Task description — Pull out each line of the material below that contains the string "wooden", treating uppercase and lowercase letters as different.
>> start
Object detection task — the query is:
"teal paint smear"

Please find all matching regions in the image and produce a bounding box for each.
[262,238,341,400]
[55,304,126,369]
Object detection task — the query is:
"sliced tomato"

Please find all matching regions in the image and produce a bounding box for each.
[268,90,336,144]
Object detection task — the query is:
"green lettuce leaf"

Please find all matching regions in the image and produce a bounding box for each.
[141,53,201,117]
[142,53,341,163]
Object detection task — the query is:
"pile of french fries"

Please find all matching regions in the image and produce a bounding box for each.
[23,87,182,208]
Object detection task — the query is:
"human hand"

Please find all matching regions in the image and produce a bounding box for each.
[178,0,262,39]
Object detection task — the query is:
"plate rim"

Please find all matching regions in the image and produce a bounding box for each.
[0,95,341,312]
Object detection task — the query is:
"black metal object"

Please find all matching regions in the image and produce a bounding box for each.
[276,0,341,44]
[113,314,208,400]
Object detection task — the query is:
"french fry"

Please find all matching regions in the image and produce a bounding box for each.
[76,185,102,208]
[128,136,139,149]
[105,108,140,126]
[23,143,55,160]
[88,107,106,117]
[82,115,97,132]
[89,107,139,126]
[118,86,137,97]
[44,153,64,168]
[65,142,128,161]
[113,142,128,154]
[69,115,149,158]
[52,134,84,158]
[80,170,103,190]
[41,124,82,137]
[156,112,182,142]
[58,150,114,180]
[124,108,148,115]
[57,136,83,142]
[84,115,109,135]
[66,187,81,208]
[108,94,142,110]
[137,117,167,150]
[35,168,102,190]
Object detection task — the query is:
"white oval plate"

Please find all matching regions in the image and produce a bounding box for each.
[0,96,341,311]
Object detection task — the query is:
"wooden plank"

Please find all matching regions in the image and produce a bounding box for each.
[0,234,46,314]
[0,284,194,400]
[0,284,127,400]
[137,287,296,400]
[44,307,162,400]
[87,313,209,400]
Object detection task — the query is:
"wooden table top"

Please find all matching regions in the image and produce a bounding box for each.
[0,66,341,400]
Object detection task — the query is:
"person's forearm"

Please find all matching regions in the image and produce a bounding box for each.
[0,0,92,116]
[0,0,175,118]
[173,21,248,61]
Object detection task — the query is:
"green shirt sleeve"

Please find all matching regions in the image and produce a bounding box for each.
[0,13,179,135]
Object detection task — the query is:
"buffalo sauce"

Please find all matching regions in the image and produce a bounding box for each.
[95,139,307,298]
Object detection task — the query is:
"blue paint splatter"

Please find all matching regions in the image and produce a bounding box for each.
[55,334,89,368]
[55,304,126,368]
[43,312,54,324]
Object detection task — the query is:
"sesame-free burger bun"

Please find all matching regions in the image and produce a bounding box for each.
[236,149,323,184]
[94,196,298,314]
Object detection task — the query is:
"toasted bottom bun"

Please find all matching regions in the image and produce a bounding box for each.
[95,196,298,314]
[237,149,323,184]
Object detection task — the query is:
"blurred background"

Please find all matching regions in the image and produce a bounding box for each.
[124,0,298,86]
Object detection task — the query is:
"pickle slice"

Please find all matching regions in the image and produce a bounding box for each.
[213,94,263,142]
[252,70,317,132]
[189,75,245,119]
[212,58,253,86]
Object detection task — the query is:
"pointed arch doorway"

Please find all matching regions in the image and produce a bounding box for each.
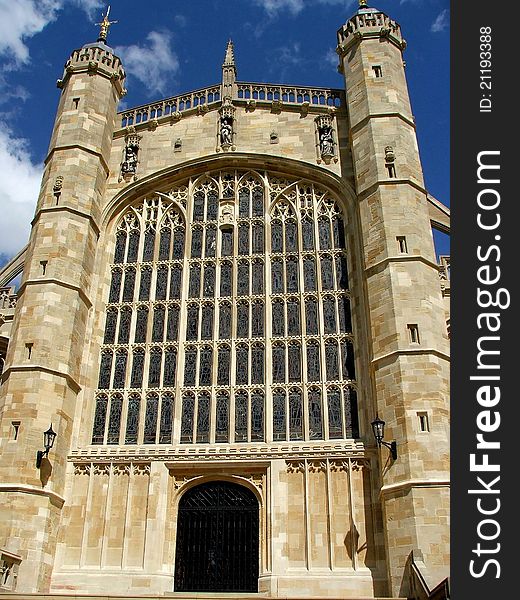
[175,481,259,592]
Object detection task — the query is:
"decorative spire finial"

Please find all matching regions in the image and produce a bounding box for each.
[96,5,117,42]
[224,39,235,66]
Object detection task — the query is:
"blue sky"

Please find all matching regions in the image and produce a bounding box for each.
[0,0,450,265]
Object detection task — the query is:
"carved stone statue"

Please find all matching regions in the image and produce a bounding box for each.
[220,117,233,146]
[320,125,334,156]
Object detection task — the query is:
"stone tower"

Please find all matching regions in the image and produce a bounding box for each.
[0,2,449,599]
[0,17,125,592]
[337,2,449,595]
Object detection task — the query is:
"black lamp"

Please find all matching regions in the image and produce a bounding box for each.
[372,415,397,460]
[36,423,56,469]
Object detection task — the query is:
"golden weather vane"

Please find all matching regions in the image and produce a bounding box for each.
[96,5,117,42]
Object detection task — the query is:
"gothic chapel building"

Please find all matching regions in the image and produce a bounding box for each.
[0,1,449,599]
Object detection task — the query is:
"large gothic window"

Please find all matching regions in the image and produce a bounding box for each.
[92,170,358,444]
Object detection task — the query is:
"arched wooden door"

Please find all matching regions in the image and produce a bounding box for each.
[175,481,259,592]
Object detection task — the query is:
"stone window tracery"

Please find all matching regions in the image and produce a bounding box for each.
[92,170,358,444]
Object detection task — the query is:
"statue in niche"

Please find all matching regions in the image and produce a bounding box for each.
[121,136,139,181]
[220,117,233,146]
[319,125,334,156]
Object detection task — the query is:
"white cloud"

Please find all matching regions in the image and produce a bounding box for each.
[431,8,450,33]
[114,31,179,94]
[253,0,355,17]
[0,123,43,257]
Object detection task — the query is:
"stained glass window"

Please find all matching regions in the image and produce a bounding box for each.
[289,389,303,440]
[126,229,140,263]
[189,264,200,298]
[159,393,173,444]
[288,342,302,381]
[302,218,314,250]
[303,257,316,292]
[184,346,197,386]
[92,394,108,444]
[143,228,155,262]
[251,391,264,442]
[123,267,135,302]
[235,392,247,442]
[253,187,264,217]
[323,296,336,333]
[273,344,285,383]
[327,388,343,439]
[309,388,323,440]
[108,269,123,302]
[113,348,128,389]
[197,394,209,443]
[237,302,249,337]
[253,260,264,294]
[237,262,249,296]
[152,304,166,342]
[285,219,298,252]
[159,227,172,260]
[220,262,231,296]
[139,267,152,302]
[193,192,204,221]
[103,309,117,344]
[207,191,218,221]
[305,298,318,335]
[217,346,231,385]
[343,386,359,438]
[271,260,283,294]
[125,394,141,444]
[307,340,321,381]
[172,227,185,259]
[170,304,179,342]
[200,304,213,340]
[191,227,202,258]
[218,302,231,340]
[222,228,233,256]
[130,348,144,388]
[325,340,339,381]
[238,223,249,254]
[215,392,229,442]
[186,304,199,340]
[271,300,285,336]
[271,221,283,252]
[163,346,177,387]
[148,348,162,388]
[114,231,126,265]
[199,346,213,385]
[285,257,298,292]
[134,306,148,344]
[170,265,182,299]
[273,390,287,442]
[287,298,301,335]
[155,265,168,300]
[107,394,123,444]
[252,222,264,254]
[204,225,217,258]
[181,394,195,444]
[251,344,264,384]
[236,344,249,385]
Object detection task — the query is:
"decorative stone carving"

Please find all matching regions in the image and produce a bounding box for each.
[119,133,141,181]
[217,97,236,152]
[52,175,63,193]
[385,146,395,163]
[316,114,336,164]
[219,202,235,225]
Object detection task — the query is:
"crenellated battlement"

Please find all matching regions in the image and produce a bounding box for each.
[336,9,406,55]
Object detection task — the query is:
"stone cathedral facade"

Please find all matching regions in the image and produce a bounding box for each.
[0,2,449,598]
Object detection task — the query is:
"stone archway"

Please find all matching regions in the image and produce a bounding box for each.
[175,481,259,592]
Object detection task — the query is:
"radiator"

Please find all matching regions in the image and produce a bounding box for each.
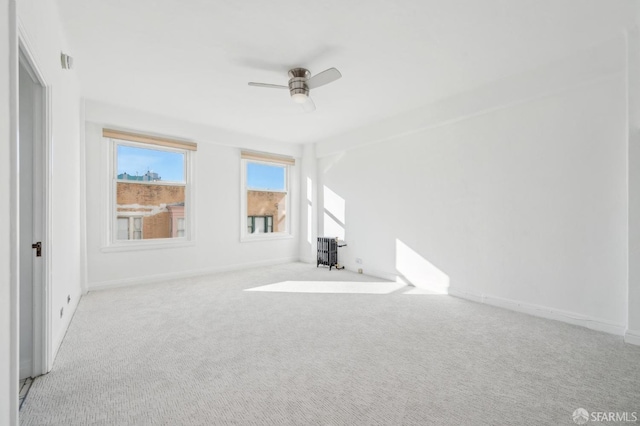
[316,237,338,270]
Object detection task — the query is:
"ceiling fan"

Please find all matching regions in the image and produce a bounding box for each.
[249,68,342,112]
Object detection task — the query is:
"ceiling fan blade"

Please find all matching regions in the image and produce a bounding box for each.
[307,68,342,89]
[300,96,316,112]
[249,81,289,89]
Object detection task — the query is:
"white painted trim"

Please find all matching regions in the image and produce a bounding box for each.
[449,288,626,336]
[16,19,55,376]
[8,0,20,426]
[78,98,89,295]
[89,257,298,291]
[20,358,33,377]
[624,330,640,346]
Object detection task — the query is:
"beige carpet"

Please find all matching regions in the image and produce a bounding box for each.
[20,264,640,426]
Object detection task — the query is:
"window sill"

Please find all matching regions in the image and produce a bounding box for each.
[240,233,293,243]
[100,240,196,253]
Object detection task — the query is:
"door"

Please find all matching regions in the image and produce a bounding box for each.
[18,56,45,379]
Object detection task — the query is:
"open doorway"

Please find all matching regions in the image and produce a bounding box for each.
[14,44,50,386]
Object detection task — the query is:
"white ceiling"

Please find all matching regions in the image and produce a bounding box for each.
[58,0,636,143]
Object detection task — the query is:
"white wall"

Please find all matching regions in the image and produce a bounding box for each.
[0,0,18,425]
[316,36,628,334]
[85,101,302,290]
[625,11,640,345]
[18,0,81,364]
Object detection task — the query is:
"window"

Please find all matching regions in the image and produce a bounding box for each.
[241,151,295,239]
[117,216,142,240]
[247,216,273,234]
[103,129,196,244]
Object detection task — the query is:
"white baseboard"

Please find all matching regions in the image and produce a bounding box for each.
[52,290,82,373]
[20,358,33,379]
[449,288,624,338]
[624,330,640,346]
[88,257,299,291]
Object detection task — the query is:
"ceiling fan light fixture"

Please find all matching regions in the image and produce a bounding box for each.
[291,93,307,104]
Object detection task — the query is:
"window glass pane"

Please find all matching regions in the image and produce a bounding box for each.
[118,145,185,182]
[253,217,264,234]
[115,144,186,240]
[247,162,286,191]
[116,217,129,240]
[178,217,185,237]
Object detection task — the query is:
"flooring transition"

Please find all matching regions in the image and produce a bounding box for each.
[20,263,640,426]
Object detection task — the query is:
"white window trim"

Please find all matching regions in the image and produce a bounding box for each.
[100,137,196,253]
[240,158,293,243]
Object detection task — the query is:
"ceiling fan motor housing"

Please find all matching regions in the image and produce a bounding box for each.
[289,68,311,97]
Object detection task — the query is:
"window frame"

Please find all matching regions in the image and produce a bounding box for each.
[240,158,294,242]
[101,136,195,252]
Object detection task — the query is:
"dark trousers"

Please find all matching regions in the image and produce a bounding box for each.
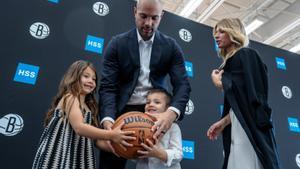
[99,105,145,169]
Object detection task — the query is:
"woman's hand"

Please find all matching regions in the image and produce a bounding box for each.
[211,69,224,89]
[206,114,231,140]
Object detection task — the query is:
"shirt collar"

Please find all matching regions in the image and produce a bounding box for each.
[136,29,155,44]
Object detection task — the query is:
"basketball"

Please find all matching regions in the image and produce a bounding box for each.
[111,111,154,159]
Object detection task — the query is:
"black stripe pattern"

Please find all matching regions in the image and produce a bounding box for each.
[32,109,96,169]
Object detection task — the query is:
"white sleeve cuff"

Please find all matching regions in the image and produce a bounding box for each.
[168,106,180,121]
[100,116,115,125]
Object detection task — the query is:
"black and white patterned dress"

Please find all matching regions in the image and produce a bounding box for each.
[32,109,96,169]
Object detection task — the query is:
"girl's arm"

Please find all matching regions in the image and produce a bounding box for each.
[66,96,135,146]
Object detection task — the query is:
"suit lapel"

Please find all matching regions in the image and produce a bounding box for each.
[150,31,162,70]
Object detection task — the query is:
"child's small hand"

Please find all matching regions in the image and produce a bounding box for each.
[110,122,136,150]
[137,139,164,158]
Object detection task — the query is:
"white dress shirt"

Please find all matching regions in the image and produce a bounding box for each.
>> end
Result for this exercise —
"wooden plank"
"wooden table top"
"arched wooden door"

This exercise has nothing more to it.